MATERIAL SUPPLIED:
----------
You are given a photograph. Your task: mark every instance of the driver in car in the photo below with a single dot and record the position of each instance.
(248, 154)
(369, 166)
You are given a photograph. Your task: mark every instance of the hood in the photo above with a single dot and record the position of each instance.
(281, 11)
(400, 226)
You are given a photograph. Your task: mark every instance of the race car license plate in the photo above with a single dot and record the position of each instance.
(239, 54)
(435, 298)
----------
WRITTEN REQUEST: Reproduce every one of the records above verbatim, keeping each on its own line in the same order.

SOLUTION TO THIS EXERCISE:
You are given a photograph. Your task: mark every instance of the driver in car in the photo below with a single dot and record the position of each instance.
(248, 154)
(369, 166)
You are given a photograph. Your task: mark every instance of the hood in the photo above with a single dot and record the position of each instance.
(281, 11)
(400, 226)
You are given a photograph. Your task: mark every instance of the race car license plate in the photo above with a single dot and record the position of each instance.
(239, 54)
(435, 298)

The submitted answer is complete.